### DATA FOR THE TASK
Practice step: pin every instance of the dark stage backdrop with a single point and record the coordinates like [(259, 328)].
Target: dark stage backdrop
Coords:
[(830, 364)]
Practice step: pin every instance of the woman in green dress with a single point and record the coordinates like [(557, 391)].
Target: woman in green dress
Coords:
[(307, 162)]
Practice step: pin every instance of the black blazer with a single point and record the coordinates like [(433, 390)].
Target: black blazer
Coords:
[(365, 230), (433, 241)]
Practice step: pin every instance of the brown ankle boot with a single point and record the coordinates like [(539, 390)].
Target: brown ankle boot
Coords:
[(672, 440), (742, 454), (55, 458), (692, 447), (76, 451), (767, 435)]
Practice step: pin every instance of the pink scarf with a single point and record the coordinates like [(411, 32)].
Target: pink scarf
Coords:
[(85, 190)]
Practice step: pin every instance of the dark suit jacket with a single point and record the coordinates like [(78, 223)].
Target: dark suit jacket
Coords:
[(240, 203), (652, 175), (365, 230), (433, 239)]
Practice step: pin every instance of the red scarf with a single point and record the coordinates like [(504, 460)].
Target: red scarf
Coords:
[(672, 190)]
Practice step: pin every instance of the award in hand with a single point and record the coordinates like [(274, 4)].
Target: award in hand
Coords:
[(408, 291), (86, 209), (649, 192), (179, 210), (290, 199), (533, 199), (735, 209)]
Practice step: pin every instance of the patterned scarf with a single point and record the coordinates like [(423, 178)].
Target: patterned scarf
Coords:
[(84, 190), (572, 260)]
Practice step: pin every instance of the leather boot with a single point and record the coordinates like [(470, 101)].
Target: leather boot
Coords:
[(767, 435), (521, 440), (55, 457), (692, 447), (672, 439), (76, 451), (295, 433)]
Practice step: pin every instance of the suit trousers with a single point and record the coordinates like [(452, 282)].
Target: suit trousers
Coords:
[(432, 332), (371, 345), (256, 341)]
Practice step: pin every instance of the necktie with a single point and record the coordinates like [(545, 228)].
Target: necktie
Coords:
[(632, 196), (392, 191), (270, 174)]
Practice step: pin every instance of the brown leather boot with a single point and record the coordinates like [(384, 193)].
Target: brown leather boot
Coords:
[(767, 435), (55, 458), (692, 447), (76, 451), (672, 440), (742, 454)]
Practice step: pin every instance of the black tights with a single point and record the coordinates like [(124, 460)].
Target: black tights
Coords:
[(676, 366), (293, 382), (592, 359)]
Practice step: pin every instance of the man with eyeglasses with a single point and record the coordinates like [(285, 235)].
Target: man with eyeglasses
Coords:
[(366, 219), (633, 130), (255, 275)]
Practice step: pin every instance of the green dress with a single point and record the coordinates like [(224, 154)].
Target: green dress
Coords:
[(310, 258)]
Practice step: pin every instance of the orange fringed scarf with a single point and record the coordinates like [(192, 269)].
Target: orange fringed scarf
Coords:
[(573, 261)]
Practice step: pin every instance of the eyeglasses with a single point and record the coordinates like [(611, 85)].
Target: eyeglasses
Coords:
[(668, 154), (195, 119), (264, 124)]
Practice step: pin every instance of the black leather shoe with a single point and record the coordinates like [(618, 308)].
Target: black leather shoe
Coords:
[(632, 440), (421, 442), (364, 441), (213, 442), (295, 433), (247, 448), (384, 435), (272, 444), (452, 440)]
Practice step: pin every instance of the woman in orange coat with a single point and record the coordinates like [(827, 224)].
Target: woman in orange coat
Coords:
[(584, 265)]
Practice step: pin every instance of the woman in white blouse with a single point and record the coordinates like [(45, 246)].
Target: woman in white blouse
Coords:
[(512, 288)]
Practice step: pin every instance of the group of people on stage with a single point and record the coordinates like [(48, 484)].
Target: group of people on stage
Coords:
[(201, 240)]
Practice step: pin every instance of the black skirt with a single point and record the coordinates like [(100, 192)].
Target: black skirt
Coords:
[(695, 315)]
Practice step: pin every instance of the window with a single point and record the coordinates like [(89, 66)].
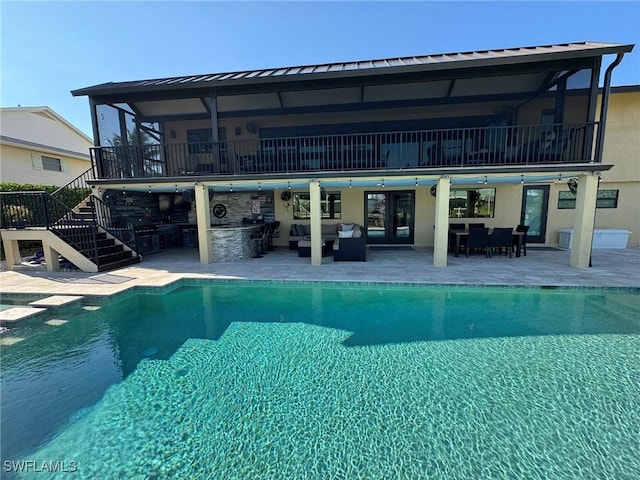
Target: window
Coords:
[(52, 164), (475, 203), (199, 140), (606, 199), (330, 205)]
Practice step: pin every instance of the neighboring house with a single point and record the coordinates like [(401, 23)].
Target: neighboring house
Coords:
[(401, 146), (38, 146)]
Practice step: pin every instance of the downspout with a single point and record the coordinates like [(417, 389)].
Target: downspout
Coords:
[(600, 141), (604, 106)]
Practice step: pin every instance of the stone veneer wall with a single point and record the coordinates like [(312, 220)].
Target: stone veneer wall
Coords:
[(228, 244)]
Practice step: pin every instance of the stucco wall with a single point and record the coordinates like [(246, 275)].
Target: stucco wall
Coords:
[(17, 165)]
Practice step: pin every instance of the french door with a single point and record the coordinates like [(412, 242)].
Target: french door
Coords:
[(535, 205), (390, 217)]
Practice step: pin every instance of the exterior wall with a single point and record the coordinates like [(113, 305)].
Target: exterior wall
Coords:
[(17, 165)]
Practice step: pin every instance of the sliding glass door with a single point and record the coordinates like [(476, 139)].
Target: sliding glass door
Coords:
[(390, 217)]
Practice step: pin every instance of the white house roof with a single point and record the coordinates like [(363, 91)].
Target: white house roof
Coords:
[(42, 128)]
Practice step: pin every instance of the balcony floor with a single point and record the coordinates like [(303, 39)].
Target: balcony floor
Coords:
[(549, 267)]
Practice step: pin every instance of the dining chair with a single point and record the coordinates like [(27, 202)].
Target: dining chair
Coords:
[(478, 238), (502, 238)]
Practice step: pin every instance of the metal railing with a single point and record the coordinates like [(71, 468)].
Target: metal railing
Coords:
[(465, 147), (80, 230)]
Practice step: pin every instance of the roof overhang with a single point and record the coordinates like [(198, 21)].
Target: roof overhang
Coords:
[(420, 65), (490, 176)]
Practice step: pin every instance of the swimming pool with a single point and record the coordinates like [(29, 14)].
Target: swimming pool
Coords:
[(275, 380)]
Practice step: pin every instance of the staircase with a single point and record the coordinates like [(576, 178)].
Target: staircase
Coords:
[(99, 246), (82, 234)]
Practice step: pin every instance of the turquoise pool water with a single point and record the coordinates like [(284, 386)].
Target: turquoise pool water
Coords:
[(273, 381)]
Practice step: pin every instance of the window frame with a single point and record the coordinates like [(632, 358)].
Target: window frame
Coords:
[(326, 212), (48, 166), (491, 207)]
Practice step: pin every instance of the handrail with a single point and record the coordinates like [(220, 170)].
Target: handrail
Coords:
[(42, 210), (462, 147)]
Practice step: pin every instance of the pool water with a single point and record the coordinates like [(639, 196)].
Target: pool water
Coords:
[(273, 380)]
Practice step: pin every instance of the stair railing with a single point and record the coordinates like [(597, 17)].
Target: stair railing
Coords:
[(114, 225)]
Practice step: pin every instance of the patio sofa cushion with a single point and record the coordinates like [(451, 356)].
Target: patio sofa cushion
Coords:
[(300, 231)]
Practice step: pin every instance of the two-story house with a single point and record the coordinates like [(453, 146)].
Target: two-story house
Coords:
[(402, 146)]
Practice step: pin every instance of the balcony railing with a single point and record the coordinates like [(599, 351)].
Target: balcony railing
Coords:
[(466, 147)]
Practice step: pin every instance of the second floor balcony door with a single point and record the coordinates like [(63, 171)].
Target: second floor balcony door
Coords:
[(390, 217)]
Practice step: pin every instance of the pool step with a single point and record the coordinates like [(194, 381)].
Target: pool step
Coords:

### INSTRUCTIONS FOR THE TASK
Quote exactly what appears from the line containing "Practice step: pin every instance of the pool water" through the final line of the listing above, including both of those lines.

### RESULT OF THIS TASK
Practice step: pin every instance of the pool water with a single point and record the coordinates like [(639, 196)].
Target: pool water
Coords:
[(273, 380)]
Practice step: pin every instance of the stair railing with a single point and record the coordinates like [(597, 17)].
Target: stair railing
Coords:
[(114, 225)]
Practice step: pin every instance of the patio sofa cushion with a single point and record the coordinates like [(451, 356)].
Target: patio sofa cushion
Coords:
[(300, 231)]
Practice step: pin every instance of the two-story house with a single point and record the coordinates like [(453, 146)].
Target: two-story house
Coords:
[(402, 146)]
Practice step: pin every instance of the balcony railing with a single point and record the coordinates like [(599, 351)].
Target: balcony railing
Coords:
[(466, 147)]
Practice step: pin every instance of the second floor balcony door with a single point and record the coordinates like [(63, 171)].
Target: second floor balcony door
Coords:
[(390, 217)]
Practice step: pin every instance of the pool step with a single point and record the coordinates like [(194, 381)].
Target: pool step
Coords:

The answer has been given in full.